Every record that follows must be given again exactly.
========================================================================
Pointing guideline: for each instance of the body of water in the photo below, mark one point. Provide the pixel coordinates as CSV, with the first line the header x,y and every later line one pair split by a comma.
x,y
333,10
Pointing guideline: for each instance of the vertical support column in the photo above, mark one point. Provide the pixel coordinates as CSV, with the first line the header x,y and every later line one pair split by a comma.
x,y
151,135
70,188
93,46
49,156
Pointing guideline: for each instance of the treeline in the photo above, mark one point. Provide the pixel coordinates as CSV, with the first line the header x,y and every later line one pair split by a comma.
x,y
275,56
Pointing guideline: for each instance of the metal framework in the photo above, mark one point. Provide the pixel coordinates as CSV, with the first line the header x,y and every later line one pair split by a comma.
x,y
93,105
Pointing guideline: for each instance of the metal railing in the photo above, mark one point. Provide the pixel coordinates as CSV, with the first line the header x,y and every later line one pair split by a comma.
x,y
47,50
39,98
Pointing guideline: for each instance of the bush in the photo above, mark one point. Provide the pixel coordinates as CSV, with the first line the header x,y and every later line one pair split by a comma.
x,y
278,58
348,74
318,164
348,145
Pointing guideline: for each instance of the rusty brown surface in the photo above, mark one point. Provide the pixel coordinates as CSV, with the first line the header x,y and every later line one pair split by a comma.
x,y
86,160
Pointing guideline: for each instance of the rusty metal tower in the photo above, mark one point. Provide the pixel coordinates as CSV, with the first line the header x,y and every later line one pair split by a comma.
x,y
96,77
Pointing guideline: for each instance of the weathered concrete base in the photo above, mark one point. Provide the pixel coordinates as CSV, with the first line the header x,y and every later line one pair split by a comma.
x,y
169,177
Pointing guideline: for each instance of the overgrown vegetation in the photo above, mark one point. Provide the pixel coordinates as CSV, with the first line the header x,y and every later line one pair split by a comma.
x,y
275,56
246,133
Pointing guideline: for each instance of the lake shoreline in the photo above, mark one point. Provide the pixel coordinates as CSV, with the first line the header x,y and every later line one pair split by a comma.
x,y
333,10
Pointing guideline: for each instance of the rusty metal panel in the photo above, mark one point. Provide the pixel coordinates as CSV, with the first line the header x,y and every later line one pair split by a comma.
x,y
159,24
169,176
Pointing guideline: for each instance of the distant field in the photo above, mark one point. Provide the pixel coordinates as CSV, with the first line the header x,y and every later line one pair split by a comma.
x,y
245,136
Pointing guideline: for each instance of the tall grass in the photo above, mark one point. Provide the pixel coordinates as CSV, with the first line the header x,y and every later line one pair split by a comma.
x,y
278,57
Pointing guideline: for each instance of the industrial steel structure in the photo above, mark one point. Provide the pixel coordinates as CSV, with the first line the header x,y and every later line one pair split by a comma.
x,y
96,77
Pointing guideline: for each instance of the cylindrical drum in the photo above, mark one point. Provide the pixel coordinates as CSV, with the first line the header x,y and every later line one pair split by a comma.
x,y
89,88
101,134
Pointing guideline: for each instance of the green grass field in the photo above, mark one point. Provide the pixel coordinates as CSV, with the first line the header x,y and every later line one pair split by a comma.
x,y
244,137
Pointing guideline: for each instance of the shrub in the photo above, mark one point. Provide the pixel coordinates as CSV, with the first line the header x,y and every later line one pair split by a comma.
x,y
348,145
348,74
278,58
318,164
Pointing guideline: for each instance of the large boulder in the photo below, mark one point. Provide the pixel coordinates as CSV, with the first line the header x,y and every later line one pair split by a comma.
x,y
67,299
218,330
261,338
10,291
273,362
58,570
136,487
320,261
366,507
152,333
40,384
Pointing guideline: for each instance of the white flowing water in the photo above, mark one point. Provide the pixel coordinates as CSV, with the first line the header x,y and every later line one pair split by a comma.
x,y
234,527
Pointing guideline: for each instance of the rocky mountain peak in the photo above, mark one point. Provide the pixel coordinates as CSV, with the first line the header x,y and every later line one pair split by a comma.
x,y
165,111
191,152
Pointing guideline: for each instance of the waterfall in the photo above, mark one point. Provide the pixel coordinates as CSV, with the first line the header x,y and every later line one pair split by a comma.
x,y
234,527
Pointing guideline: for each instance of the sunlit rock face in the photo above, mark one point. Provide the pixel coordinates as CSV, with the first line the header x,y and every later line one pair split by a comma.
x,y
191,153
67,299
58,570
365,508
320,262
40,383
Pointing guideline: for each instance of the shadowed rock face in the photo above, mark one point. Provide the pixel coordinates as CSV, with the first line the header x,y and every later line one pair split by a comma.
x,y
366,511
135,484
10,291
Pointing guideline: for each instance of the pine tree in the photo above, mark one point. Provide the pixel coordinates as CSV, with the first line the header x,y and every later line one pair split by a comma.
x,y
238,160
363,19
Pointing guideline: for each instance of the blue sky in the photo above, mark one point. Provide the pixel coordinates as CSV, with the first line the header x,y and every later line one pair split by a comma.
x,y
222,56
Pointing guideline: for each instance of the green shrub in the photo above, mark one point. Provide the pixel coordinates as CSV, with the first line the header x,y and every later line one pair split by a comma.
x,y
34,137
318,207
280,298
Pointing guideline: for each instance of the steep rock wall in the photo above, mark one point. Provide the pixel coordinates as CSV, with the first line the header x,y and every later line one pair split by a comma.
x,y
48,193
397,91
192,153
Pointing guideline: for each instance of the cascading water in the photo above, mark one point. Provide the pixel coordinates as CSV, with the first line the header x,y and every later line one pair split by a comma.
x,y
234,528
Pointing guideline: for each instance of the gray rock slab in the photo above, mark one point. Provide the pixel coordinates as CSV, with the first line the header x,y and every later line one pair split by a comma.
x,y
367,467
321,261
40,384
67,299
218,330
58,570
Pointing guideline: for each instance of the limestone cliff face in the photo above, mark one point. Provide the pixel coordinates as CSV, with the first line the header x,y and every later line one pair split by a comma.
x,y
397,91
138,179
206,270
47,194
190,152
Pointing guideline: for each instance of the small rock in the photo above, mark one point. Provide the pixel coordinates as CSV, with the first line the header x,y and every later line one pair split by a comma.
========================================================================
**ANSWER TO THIS PROBLEM**
Pointing guideline: for each instance of the body of water in the photo below, mark one point. Provide the pixel coordinates as CSV, with the first line the header x,y and every later line one pair split by a comma.
x,y
333,10
Pointing guideline: for each instance of the vertical support column in the photo above, mark one point. Provide the pixel coordinates as CSV, with the first line the header x,y and every later line one pair split by a comma.
x,y
151,135
70,188
93,46
49,156
Pointing guideline: for each instance of the treeline in the photo above, mark one point. Provide the pixel coordinates as CSV, with the first line the header x,y and every later line one pair split by a comma.
x,y
275,56
Pointing guideline: for each instance of the metal framework in the photo above, mark one point. Provide the pixel coordinates as CSV, with the first line the header x,y and every later line one pair split by a comma.
x,y
93,105
Pointing guideline: for each instance of the metal railing in the photo above, mark one point. Provide the pixel coordinates as CSV, with the first line the header x,y and every later line one pair split by a comma.
x,y
47,50
39,98
Pointing guideline: for each instance of the bush in the photo above, mark one point. Provide the pixel coordinates as CSV, with the first line the header x,y and every later line one pair split by a comma.
x,y
278,58
348,74
318,164
348,145
Pointing guideline: for each instance of the rusty brown surface in the photo above, mark one point. Provide the pixel coordinates as CSV, with the first line the header x,y and every later line one pair split by a comma.
x,y
86,160
Pointing guideline: for each instance of the rusty metal tower in the photo above, mark one point. Provide the pixel coordinates as CSV, with the first line the header x,y and every later line one pair split by a comma.
x,y
96,77
Pointing guideline: for each instance of the weathered concrete base in the photo above, mark one point. Provide the pixel coordinates as CSV, with the first line the header x,y and every later line one pair split by a comma.
x,y
169,177
Pointing guideline: for each instance of the overgrown vegetation in the photo above, mark one point. Provide the pixel coordinates as CSV, with the first line the header x,y and every later line one pair split by a comma.
x,y
275,56
246,133
Pointing guideline: for each instance of the lake shoreline in the photo above, mark one point. Provide the pixel coordinates as CSV, with the first line the header x,y and every later line one pair split by a comma.
x,y
333,10
Pointing guideline: for each instance of the rusty metal panel in the photo above, mark one point. Provide the pixel coordinates as CSV, with the first line the header x,y and every later line one pair split by a comma.
x,y
159,24
169,176
Pointing guideline: for each instance of the distant field in the photo above, mark one point. Provide the pixel coordinates as CSV, with the first line the header x,y and every later line one pair split by a comma.
x,y
245,136
Pointing guideline: for each instance of the tall grass in the photo above, mark one point. Provide the pixel coordinates as CSV, with the first line the header x,y and every later line one pair split by a comma.
x,y
278,57
Pointing guideline: for each instance of the industrial steel structure in the photo above, mark one point. Provide the pixel coordinates as CSV, with the first line the header x,y and every later line one pair split by a comma.
x,y
96,77
Pointing guideline: for each instance of the cylindrical drum in the photo above, mark one point. Provide the pixel coordinates as CSV, with the first line the header x,y and every later line one pair split by a comma.
x,y
89,88
101,134
Pointing guideline: for each instance of the green grass field in the photo above, mark one point. Provide the pixel coordinates as CSV, with the first line the header x,y and every later line one pair split by a comma.
x,y
244,137
Pointing guideline: for each instance of the shrub in the photo above, mark one point. Provide the pixel coordinates as CSV, with the first line the header x,y and every later line one pair split by a comma.
x,y
348,145
348,74
278,58
318,164
Pointing guideline: for each instance of the large boulder in the photo below, mark one point. Provide the pixel coordinates as CSV, with the first line the header x,y and every later line one pair split by a comma.
x,y
67,299
218,330
261,338
10,291
273,362
58,570
136,487
320,261
366,507
152,333
40,384
Pointing guideline: for each instance of the white flowing water in the photo above, mark one point. Provide the pixel coordinates as CSV, with the first line the header x,y and every later line one pair split by a comma.
x,y
234,527
Pointing guideline: for each instance of the rocky mountain peak in the photo above, mark one point. Provide the pixel coordinates as CSV, with the first line the header x,y and every later line one pair split by a comma.
x,y
165,111
191,152
Pointing guideline: for each instance of the waterfall in the photo above, mark one point. Provide the pixel coordinates as CSV, with the first line the header x,y and every later line one pair split by a comma.
x,y
234,527
Pointing guideline: for each instance of the sunlit rock face in the photo above, mark one point. Provide the pixel coordinates as CSV, with the first line the header x,y and every later line one pair split by a comma.
x,y
191,153
67,299
58,570
365,508
320,262
40,383
Pointing guideline: for each instance of the shadowed rock face in the photo above, mark one point. Provide the pixel coordinates as CSV, with the first line the header x,y and every later line one pair split by a comma.
x,y
366,511
135,484
10,291
Pointing guideline: for each instance of the pine tree in the photo above, mark one point. Provide the pixel coordinates as CSV, with the first line the header x,y and every later line one pair split by a comma.
x,y
238,160
363,19
Pointing guideline: for each instance of the blue sky in the photo above, mark one point. Provide the pixel coordinates as CSV, with the first line the header x,y and every later line one pair split by a comma.
x,y
222,56
Pointing guideline: for each instance of the green shrub in the photo above, mark one point. Provide the pixel coordinates as CSV, with the first line the header x,y and every later line one pair split by a comma.
x,y
34,137
318,207
280,298
Pointing guideline: for each instance of the steep rock wall in the photo above, mark one point. Provide the pixel coordinates as CSV, with the first line the header x,y and every later line one pair split by a comma.
x,y
48,193
397,91
192,153
Pointing guideline: for each instance of the cascading water in the photo above, mark one point. Provide the pixel coordinates as CSV, with the first line the header x,y and every later line one pair split by a comma.
x,y
234,528
Pointing guideline: for each instance of the gray rock slab in the photo above, mark one point. Provide the pixel coordinates as CSV, with the first line the header x,y and every later line one pair split by a comma.
x,y
367,467
321,261
40,384
67,299
218,330
58,570
Pointing guideline: for each instance of the limestone cliff face in the photo above, mark one point. Provide the pixel coordinates as CSV, with the first line the header x,y and every later line one pair split by a comma.
x,y
397,91
138,179
206,270
47,194
190,152
Pointing guideline: for each instance of the small rock in the photo above, mark one point. Provide the pixel coordinates as CSV, with the first line the header x,y and every later line one pair split by a comma.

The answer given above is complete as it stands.